Document:
§

A 80 ans, Charles Gave est plus que jamais une référence dans l’univers de l’économie et de la finance. Il a notamment créé la société Gavekal Research, désormais dirigée par son fils Louis-Vincent, qui conseille 1.000 institutions financières dans le monde et publie une lettre d'information quotidienne d'analyse des marchés, lue par 17.000 gérants de fonds. Il préside l’Institut des Libertés, un think tank économique.
Charles Gave a de profondes attaches sur le bassin Adour Gascogne - Voir l’encadré en fin d’article.
Son dernier ouvrage, « La vérité vous rendra libre » (Editions De Taillac), rencontre un beau succès et s’affiche comme le N°1 des ventes sur Amazon, avec déjà plus de 20.000 exemplaires.
Rencontre en deux épisodes…
Vous êtes d’abord un économiste. Mais avec quelle approche ?

§

Lignes du jeu de données sur l'emplacement des objets
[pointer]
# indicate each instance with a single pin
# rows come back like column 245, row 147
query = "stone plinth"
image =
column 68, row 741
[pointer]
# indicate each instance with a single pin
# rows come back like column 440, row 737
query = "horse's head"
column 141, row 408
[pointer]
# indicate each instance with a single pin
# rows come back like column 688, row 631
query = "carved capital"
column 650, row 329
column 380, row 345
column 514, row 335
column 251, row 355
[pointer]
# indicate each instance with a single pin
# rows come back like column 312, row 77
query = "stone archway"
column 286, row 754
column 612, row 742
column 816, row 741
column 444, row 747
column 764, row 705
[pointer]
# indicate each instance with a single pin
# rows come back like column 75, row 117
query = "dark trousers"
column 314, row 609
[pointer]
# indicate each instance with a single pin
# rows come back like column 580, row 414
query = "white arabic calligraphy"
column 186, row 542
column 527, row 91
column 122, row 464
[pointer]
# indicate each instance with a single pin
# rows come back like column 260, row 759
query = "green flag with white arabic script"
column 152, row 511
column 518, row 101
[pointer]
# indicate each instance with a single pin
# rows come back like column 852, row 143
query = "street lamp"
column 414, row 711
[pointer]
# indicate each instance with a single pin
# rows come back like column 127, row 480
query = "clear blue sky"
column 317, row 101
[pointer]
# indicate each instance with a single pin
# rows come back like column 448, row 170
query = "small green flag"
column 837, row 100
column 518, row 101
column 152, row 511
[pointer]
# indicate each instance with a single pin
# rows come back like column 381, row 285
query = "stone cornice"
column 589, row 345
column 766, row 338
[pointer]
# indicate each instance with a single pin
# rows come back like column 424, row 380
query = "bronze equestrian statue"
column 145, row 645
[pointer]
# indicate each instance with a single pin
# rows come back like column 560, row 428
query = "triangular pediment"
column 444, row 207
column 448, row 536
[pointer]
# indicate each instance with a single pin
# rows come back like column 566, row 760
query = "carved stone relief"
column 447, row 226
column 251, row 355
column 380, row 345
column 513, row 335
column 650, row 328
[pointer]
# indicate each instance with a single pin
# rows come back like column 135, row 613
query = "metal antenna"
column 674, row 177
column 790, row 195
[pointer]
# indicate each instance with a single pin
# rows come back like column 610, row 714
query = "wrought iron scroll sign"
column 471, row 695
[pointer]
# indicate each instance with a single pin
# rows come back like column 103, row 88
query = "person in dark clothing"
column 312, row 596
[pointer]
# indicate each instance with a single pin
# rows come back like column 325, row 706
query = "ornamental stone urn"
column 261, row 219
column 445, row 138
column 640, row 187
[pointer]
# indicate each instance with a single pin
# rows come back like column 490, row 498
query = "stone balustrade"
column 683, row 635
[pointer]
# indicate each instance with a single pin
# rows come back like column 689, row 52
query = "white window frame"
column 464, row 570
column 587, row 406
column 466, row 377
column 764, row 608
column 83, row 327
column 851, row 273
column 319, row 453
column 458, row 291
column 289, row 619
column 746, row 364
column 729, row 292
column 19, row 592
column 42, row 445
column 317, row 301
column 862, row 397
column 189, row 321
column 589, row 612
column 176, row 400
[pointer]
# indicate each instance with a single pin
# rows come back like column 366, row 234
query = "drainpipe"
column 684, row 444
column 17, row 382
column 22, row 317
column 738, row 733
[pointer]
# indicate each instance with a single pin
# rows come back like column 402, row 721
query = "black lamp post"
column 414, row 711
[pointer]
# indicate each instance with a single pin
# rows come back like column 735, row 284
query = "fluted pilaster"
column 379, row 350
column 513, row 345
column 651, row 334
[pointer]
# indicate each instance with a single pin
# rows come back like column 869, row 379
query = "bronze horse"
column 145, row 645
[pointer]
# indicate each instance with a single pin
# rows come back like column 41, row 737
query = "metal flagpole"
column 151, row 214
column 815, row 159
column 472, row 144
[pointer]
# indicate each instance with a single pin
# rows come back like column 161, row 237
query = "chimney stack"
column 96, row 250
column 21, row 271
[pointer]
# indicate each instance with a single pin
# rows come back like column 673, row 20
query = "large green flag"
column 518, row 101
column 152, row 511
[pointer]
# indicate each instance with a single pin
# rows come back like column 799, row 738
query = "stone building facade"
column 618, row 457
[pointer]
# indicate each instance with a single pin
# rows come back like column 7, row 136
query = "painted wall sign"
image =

§

Travail demandé:
1: Recopiez le passage du texte sur Charles Gave qui va de « Charles Gave a » jusqu'à « de 20.000 exemplaires. » inclus.
2: Poursuivez le texte sur Charles Gave au-delà de sa dernière phrase.

Réponses aux consignes:
1:
Charles Gave a de profondes attaches sur le bassin Adour Gascogne - Voir l’encadré en fin d’article.
Son dernier ouvrage, « La vérité vous rendra libre » (Editions De Taillac), rencontre un beau succès et s’affiche comme le N°1 des ventes sur Amazon, avec déjà plus de 20.000 exemplaires.

2:
Charles Gave - Je me tue à le dire aux gens, l’économie est une branche de la Logique, donc une branche de la Philosophie. Elle n’est en rien une branche de la Science et encore moins des Mathématiques et de l'Astrologie (rire). L’économie s'applique à l'activité humaine quand elle cherche à s'insérer dans le monde des échanges. A ce moment-là, il y a une série de choses qui sont nécessaires. J'ai essayé de les préciser tout au long de ma vie. La plupart des gens pensent que l'économie consiste à savoir ce que va faire le PIB, le chômage, etc. La seule chose qui m'a toujours intéressé c'est : pourquoi les choses et les services ont-ils une valeur ? Et, comment mesure-t-on cette valeur ?
Avec quels outils ?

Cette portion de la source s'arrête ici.